▼▼▼

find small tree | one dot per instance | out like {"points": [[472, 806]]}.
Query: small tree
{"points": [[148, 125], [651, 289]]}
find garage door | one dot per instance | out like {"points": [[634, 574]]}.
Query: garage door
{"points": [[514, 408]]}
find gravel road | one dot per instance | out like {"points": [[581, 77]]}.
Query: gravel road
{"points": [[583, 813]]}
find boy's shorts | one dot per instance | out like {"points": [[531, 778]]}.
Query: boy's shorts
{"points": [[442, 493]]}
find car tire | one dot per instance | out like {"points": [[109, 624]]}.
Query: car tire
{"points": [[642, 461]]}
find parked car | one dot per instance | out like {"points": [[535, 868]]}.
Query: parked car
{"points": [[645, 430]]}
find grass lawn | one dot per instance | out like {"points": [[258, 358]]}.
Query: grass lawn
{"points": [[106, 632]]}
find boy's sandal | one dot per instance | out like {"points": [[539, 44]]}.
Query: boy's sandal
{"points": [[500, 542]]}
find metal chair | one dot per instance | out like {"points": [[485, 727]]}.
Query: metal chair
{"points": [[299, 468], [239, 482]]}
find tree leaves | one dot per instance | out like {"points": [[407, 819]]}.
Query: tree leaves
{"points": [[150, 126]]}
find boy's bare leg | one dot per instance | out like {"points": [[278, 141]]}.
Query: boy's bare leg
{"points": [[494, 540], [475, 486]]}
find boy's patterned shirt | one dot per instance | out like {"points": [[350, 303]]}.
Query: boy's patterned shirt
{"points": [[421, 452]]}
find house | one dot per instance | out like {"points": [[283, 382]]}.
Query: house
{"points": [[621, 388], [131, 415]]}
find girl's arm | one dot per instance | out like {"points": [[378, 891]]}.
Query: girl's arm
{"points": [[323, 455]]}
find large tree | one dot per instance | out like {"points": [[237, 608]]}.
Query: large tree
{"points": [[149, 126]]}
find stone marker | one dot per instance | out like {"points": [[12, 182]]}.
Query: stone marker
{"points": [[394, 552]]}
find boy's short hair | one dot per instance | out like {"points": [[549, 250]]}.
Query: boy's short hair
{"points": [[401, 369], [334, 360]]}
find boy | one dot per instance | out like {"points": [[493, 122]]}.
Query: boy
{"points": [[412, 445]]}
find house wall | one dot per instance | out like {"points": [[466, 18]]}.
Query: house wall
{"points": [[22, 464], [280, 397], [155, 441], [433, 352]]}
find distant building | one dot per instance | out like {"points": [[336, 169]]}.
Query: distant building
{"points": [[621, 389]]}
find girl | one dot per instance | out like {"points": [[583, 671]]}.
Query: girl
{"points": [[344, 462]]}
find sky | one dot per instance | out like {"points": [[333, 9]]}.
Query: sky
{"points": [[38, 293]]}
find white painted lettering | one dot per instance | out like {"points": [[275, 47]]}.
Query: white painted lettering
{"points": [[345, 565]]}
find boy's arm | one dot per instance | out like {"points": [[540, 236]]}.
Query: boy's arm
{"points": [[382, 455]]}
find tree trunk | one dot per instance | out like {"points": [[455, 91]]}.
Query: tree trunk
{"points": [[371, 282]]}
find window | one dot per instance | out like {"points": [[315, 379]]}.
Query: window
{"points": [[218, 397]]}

▲▲▲
▼▼▼

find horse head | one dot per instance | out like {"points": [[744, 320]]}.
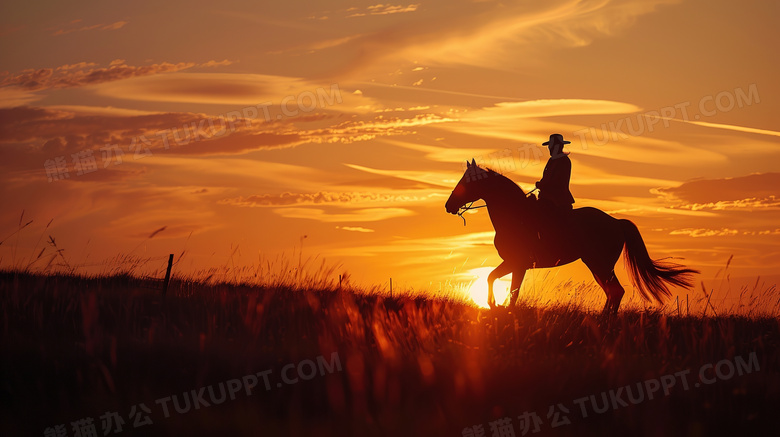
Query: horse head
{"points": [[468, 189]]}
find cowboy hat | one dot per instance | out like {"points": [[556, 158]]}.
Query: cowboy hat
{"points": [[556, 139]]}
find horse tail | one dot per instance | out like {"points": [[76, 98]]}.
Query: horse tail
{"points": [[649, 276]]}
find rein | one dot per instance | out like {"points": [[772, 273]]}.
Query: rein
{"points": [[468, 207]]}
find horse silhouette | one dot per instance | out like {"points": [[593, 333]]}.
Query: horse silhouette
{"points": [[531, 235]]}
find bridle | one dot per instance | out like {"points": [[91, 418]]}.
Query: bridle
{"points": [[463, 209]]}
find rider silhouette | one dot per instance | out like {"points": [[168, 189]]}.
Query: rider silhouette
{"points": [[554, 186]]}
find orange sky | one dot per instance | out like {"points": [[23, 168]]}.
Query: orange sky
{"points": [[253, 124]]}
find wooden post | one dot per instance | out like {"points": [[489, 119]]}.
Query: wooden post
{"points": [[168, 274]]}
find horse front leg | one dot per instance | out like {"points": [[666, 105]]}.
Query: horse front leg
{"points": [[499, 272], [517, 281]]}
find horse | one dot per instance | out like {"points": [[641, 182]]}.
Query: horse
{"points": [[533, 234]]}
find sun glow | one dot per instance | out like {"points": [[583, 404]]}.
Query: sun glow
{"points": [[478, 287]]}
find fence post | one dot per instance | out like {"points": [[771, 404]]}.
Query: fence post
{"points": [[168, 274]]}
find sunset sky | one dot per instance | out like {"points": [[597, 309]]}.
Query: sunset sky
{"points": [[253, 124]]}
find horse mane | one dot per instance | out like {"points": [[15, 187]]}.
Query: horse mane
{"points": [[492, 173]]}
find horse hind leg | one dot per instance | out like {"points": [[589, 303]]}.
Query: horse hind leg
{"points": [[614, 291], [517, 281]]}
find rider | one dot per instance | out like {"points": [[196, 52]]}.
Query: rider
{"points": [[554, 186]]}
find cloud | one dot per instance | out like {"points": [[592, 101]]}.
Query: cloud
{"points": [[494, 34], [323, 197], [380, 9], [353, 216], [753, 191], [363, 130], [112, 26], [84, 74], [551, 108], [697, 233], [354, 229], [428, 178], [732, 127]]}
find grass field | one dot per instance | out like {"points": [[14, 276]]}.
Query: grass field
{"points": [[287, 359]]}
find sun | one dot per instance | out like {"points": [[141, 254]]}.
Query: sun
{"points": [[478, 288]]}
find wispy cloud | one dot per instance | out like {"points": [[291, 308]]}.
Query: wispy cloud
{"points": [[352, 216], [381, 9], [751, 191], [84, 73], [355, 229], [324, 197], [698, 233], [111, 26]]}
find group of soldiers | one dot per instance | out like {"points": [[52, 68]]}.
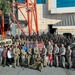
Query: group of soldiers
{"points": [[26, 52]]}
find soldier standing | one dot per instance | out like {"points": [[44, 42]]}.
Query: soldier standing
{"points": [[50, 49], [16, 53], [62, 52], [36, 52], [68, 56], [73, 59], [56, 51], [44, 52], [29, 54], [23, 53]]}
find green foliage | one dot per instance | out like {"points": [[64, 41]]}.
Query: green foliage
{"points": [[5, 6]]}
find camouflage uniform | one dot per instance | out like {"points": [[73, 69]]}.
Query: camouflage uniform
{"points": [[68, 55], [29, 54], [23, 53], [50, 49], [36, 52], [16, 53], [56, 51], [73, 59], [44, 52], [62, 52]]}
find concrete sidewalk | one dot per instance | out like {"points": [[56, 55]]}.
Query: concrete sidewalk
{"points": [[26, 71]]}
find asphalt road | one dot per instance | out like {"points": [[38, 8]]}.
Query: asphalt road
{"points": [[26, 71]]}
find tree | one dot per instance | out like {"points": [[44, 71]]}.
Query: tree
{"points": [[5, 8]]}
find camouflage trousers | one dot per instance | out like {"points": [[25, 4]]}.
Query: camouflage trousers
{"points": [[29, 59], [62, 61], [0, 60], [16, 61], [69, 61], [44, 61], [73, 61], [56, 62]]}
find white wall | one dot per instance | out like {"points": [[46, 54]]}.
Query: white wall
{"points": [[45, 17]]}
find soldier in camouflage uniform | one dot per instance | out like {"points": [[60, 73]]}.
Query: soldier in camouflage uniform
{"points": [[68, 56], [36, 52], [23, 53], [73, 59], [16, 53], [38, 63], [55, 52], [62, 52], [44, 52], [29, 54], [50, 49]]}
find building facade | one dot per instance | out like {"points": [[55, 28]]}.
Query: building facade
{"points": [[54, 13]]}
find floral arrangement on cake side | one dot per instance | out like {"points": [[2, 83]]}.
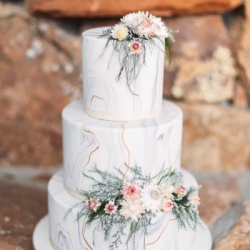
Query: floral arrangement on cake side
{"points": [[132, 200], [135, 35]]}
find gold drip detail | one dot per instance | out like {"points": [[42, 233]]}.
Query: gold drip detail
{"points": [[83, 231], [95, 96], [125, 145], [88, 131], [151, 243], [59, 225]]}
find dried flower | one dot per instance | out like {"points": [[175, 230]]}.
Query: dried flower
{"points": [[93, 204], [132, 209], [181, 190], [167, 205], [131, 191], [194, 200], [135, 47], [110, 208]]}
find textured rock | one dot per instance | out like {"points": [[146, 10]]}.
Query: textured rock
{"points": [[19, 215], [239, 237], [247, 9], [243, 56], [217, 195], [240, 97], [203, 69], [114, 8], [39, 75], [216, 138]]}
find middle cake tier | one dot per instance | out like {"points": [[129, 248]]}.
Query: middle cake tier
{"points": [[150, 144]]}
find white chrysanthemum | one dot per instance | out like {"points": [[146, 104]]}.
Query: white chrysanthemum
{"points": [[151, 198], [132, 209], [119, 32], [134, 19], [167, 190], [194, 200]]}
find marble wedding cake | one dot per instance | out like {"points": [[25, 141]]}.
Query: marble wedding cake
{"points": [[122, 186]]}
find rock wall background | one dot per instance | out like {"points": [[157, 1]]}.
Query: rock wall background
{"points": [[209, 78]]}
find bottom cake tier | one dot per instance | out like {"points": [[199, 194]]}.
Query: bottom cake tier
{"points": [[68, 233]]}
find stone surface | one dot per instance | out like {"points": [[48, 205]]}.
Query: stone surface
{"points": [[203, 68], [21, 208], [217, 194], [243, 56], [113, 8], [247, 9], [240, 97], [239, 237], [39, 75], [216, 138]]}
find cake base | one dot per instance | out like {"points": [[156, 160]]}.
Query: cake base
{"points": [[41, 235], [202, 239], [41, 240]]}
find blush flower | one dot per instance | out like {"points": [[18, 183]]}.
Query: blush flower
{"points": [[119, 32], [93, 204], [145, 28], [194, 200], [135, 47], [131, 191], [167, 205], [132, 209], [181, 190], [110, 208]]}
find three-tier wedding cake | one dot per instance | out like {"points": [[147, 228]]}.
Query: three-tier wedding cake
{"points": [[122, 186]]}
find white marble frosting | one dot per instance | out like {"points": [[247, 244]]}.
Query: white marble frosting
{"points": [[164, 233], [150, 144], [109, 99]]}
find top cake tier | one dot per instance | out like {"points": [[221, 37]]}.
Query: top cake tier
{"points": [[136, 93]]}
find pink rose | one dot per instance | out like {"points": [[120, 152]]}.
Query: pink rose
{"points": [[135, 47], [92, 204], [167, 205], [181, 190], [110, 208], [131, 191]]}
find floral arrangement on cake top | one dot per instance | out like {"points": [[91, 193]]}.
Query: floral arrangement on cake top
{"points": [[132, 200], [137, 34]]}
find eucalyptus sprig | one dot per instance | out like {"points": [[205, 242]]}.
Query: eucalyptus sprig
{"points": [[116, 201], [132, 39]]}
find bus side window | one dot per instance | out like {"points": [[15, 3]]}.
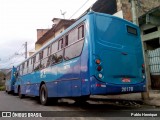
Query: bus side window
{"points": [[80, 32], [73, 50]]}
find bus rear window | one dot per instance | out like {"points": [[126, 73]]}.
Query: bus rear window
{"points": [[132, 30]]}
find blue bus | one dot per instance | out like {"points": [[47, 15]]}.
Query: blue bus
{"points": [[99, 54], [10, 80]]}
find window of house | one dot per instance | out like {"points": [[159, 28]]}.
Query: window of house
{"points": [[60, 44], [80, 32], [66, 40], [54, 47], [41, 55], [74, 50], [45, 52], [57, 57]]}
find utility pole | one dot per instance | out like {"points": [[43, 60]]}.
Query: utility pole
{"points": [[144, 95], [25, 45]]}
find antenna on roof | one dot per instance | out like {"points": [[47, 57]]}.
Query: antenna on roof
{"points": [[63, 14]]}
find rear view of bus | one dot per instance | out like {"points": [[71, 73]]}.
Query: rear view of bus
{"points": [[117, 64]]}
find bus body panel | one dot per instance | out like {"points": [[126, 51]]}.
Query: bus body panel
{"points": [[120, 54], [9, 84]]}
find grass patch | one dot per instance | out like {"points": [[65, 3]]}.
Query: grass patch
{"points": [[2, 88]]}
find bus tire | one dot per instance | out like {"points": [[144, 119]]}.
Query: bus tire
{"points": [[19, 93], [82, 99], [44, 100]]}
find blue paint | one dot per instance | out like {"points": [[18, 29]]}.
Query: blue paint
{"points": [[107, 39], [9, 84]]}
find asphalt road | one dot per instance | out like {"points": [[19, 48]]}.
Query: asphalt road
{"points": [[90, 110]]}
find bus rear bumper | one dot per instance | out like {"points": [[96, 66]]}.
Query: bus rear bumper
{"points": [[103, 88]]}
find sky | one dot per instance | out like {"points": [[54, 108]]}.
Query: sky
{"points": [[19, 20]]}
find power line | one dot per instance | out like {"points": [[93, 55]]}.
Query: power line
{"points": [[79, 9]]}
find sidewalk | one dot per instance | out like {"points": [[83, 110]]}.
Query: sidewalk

▲▲▲
▼▼▼

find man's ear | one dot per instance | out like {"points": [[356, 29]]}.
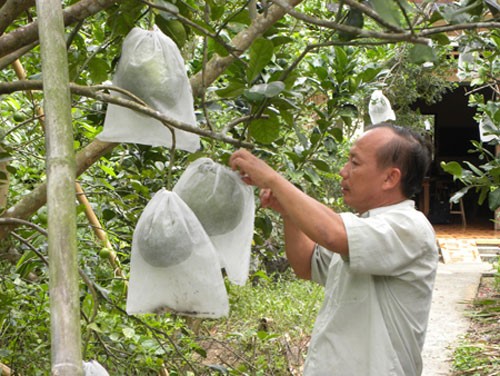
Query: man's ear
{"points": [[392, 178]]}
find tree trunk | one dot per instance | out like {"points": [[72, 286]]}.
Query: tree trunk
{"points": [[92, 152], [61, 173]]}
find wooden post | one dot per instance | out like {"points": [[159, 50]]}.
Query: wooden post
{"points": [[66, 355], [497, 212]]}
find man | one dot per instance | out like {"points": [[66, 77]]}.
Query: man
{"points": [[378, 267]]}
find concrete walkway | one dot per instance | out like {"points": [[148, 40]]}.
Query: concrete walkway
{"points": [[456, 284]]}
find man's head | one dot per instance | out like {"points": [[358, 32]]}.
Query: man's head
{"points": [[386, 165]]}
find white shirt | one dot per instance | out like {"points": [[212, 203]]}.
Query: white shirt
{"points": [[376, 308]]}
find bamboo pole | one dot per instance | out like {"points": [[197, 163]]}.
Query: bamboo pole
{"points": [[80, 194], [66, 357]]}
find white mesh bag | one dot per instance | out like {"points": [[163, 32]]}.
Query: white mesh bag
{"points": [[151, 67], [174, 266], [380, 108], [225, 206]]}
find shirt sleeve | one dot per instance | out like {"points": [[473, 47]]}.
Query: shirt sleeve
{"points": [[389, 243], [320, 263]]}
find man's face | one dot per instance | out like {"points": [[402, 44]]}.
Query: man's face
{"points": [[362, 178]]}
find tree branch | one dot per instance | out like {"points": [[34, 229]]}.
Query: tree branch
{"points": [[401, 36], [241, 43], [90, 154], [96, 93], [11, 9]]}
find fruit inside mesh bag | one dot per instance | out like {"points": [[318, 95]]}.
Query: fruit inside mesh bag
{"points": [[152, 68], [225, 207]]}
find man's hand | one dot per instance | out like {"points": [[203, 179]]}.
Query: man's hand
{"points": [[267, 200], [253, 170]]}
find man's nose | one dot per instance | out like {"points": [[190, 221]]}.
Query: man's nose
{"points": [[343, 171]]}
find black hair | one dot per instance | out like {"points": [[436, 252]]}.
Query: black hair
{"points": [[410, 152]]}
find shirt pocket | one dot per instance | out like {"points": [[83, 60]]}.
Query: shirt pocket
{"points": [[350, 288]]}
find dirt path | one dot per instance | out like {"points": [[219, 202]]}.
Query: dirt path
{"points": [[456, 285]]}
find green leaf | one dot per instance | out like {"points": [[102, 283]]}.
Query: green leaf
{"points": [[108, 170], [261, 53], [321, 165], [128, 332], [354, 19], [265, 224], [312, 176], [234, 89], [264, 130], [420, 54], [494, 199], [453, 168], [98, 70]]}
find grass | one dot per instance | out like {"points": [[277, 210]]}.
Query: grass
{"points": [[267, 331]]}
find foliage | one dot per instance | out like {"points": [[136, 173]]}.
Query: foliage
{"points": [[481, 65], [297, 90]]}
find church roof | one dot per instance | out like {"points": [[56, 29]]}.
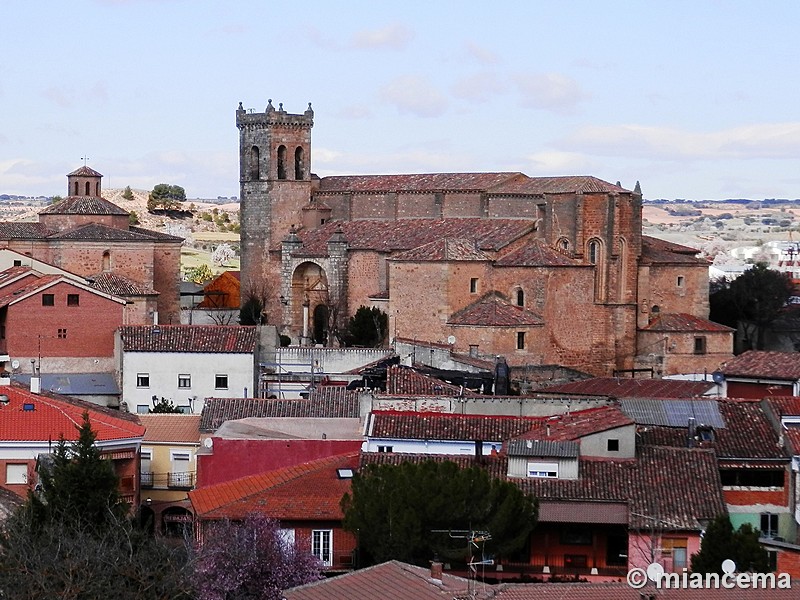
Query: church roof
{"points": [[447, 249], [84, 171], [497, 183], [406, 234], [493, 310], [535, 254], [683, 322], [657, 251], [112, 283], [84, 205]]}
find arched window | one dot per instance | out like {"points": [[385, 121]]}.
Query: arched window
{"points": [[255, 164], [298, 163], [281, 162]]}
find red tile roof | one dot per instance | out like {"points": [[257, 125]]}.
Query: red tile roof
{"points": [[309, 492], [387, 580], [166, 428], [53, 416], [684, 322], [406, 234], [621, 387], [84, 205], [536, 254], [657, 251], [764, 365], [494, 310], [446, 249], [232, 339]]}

▲▲▲

Filter the records above and copy out every line in which the word "road" appears.

§ ANSWER BELOW
find gravel road | one dot per instance | out like {"points": [[581, 77]]}.
Query: gravel road
find asphalt road | one dot per instance | out like {"points": [[38, 8]]}.
Query: asphalt road
find asphalt road | one dot per instance | out like {"points": [[19, 48]]}.
Query: asphalt road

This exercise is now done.